__SET TASK__. Set out the lines below as a Markdown table with the columns Row and Line, giving each line a row number and leaving out any blank lines.
[BEGIN DATASET CONTENT]
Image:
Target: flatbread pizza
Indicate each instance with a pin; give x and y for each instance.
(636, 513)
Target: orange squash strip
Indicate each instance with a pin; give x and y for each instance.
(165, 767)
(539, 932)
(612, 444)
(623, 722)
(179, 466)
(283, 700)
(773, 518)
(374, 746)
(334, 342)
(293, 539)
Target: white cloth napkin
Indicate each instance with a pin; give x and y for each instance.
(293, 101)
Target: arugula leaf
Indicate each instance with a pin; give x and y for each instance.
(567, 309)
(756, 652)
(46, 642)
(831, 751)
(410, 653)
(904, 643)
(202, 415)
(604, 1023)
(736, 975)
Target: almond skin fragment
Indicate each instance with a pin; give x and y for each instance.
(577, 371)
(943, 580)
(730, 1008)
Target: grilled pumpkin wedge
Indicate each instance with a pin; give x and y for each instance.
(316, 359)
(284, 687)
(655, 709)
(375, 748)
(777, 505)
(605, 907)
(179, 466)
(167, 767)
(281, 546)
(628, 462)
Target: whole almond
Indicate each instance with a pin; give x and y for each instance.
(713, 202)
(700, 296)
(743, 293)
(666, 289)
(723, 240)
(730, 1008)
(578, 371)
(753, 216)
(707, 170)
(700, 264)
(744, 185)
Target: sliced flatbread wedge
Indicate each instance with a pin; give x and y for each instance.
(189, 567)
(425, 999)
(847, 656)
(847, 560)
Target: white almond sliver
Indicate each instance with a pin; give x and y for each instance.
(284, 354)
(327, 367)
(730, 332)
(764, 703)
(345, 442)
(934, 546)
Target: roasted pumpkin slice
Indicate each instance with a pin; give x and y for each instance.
[END DATASET CONTENT]
__SOLUTION TO THE PROBLEM__.
| Row | Line |
|---|---|
| 1 | Image: |
| 2 | Target: flatbread pizza |
| 3 | Indicate each instance with a pin; give x and y for each instance. |
| 4 | (636, 513) |
| 5 | Target: orange squash strip |
| 6 | Indicate each instance with a pin; give x and y for each instance. |
| 7 | (165, 767) |
| 8 | (539, 932) |
| 9 | (612, 444) |
| 10 | (623, 722) |
| 11 | (179, 466) |
| 12 | (283, 700) |
| 13 | (773, 518) |
| 14 | (374, 746) |
| 15 | (334, 342) |
| 16 | (293, 539) |
| 17 | Target: white cloth napkin |
| 18 | Indicate each instance with a pin; give x and y for each instance. |
| 19 | (293, 101) |
| 20 | Target: arugula leaf |
| 21 | Indicate each instance with a pin; give x and y for each instance. |
| 22 | (567, 309) |
| 23 | (756, 652) |
| 24 | (46, 642) |
| 25 | (831, 751) |
| 26 | (410, 653) |
| 27 | (904, 643) |
| 28 | (202, 415) |
| 29 | (604, 1023) |
| 30 | (736, 975) |
| 31 | Target: almond skin fragment |
| 32 | Indicate each instance with a pin; give x and y for each instance. |
| 33 | (577, 371) |
| 34 | (943, 580) |
| 35 | (730, 1008) |
| 36 | Target: grilled pumpkin wedge |
| 37 | Indicate each instance with a pin; give x and y for each instance. |
| 38 | (316, 359) |
| 39 | (284, 687) |
| 40 | (655, 709) |
| 41 | (375, 748) |
| 42 | (777, 505) |
| 43 | (605, 907) |
| 44 | (179, 466) |
| 45 | (167, 767) |
| 46 | (281, 546) |
| 47 | (628, 462) |
| 48 | Target: whole almond |
| 49 | Indicate each instance with a pin; give x and y for each instance. |
| 50 | (713, 202) |
| 51 | (700, 296) |
| 52 | (743, 293) |
| 53 | (666, 289) |
| 54 | (723, 240) |
| 55 | (730, 1008) |
| 56 | (578, 371) |
| 57 | (753, 216) |
| 58 | (707, 170) |
| 59 | (700, 264) |
| 60 | (744, 185) |
| 61 | Target: sliced flatbread wedge |
| 62 | Indicate each instance with a pin; give x and y for each instance. |
| 63 | (189, 567) |
| 64 | (425, 999) |
| 65 | (847, 656) |
| 66 | (847, 560) |
| 67 | Target: white almond sliver |
| 68 | Indicate each instance with a pin; give x and y for each instance. |
| 69 | (284, 354) |
| 70 | (327, 367) |
| 71 | (730, 332) |
| 72 | (764, 703) |
| 73 | (345, 442) |
| 74 | (934, 546) |
| 75 | Target: roasted pumpkin slice |
| 76 | Indicate each instance with a pin; give x and y for each instance. |